# Problem to work on
Copy out the lines of the listing word for word, starting at the line containing "Mark each instance of the door" and ending after the line containing "x=413 y=488".

# Provided data
◇ ◇ ◇ ◇ ◇
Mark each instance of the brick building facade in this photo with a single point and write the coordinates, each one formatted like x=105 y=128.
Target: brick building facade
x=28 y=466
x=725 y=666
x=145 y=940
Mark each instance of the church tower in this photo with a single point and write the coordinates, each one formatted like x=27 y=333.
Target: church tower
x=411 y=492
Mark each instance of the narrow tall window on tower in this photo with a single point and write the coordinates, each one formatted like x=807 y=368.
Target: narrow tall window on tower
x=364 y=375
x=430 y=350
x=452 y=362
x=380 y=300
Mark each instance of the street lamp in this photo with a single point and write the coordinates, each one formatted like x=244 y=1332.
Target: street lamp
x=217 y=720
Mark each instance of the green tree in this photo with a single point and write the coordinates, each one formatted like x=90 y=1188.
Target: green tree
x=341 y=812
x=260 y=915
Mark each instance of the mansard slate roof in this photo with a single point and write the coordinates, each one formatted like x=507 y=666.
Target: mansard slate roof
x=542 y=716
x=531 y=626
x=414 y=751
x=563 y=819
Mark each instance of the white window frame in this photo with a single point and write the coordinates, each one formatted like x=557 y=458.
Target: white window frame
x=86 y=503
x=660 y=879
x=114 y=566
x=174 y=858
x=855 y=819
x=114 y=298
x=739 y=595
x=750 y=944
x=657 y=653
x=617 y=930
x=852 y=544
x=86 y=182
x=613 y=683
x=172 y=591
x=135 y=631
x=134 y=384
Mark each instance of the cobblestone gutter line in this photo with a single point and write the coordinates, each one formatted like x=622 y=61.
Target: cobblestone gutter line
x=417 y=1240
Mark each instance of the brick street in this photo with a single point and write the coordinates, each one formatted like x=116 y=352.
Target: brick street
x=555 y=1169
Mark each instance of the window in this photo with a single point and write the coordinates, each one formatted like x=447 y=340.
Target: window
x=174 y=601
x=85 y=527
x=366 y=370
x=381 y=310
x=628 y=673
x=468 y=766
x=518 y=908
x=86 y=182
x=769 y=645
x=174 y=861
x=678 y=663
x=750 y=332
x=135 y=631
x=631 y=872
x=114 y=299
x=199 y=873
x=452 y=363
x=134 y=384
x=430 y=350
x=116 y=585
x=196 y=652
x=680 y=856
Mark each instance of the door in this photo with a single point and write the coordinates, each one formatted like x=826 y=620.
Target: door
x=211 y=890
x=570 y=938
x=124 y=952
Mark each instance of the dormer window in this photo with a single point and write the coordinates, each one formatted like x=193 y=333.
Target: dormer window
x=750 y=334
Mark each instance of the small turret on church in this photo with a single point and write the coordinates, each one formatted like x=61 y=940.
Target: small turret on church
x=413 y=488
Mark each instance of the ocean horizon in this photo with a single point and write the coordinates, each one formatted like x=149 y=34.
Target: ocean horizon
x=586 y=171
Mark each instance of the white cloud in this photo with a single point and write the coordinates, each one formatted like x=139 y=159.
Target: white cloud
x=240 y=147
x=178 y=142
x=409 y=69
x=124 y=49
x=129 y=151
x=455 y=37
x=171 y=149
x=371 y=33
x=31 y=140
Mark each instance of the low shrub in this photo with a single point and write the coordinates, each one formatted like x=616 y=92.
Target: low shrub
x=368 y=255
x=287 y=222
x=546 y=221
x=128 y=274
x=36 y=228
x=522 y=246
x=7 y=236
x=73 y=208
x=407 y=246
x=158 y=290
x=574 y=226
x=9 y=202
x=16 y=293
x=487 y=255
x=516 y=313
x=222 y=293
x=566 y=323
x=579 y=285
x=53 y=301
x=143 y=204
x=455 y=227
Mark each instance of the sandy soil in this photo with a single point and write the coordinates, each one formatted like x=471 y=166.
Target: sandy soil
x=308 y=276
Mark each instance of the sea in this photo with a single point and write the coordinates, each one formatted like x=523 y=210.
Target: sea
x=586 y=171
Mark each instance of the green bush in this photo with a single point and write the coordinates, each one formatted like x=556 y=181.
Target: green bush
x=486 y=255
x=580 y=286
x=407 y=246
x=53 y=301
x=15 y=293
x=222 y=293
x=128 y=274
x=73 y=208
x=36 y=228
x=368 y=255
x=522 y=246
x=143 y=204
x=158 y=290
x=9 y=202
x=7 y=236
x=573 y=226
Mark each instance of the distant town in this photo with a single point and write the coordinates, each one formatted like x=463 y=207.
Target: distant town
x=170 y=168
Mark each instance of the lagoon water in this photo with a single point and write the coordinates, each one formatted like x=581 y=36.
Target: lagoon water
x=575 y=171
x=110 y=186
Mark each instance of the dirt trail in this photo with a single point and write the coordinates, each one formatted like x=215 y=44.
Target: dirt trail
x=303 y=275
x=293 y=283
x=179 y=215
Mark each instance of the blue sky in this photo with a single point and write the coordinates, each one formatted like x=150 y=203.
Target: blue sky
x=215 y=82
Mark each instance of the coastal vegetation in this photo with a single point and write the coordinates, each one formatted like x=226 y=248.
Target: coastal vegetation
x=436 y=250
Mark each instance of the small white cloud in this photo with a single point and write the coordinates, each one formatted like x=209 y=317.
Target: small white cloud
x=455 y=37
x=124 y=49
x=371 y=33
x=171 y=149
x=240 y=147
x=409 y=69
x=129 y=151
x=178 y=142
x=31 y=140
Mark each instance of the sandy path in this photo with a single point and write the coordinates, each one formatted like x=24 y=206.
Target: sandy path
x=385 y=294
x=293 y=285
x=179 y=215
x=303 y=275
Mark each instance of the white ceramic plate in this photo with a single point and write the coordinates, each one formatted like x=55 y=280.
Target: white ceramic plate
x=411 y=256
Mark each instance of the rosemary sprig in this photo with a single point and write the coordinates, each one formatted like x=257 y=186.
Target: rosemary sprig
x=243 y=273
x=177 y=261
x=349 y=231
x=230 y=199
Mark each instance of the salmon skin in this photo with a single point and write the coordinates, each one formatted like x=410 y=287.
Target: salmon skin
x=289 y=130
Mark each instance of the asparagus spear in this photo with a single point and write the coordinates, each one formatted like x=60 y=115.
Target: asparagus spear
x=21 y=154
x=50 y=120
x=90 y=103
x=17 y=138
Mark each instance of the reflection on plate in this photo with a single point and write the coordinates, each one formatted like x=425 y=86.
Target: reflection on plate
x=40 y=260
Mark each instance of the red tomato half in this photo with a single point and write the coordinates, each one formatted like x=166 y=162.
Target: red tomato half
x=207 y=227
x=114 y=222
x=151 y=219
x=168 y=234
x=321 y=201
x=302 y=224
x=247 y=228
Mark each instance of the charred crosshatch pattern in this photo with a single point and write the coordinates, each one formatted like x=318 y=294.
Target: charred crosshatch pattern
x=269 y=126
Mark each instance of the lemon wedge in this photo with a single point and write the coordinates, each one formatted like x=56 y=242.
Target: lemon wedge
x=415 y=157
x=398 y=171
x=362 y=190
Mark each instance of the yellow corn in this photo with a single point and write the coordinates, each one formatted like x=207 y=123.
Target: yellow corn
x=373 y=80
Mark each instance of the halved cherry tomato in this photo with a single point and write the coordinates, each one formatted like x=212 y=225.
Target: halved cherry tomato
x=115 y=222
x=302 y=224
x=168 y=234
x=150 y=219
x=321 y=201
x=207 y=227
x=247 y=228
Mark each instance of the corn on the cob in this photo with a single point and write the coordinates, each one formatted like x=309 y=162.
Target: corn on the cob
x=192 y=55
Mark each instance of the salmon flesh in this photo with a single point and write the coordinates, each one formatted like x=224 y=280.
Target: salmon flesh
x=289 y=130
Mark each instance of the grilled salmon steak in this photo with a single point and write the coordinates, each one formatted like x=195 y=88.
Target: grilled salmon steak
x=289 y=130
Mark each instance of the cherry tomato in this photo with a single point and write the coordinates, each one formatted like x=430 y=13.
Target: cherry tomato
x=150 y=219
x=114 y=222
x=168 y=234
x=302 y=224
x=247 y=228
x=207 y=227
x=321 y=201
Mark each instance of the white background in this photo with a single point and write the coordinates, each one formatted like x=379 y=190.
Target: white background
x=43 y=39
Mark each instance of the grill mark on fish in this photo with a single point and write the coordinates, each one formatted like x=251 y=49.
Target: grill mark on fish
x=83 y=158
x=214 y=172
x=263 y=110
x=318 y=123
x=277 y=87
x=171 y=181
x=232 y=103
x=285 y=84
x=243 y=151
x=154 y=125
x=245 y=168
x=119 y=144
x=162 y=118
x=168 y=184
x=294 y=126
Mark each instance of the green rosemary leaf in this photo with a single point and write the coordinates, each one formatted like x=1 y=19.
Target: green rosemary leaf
◇ ◇ ◇ ◇ ◇
# Completed task
Mark each instance of the door in this photo with a single point and write the coordinates, each one formatted like x=826 y=620.
Target: door
x=211 y=890
x=570 y=938
x=124 y=952
Mark each instance of the dormer window in this photo with a single point and write the coordinates, each one formatted like x=193 y=333.
Target: dormer window
x=750 y=334
Mark each instance of the small turret on church in this photo with a single point and write the coordinates, each one formatted like x=61 y=940.
Target: small turret on church
x=413 y=488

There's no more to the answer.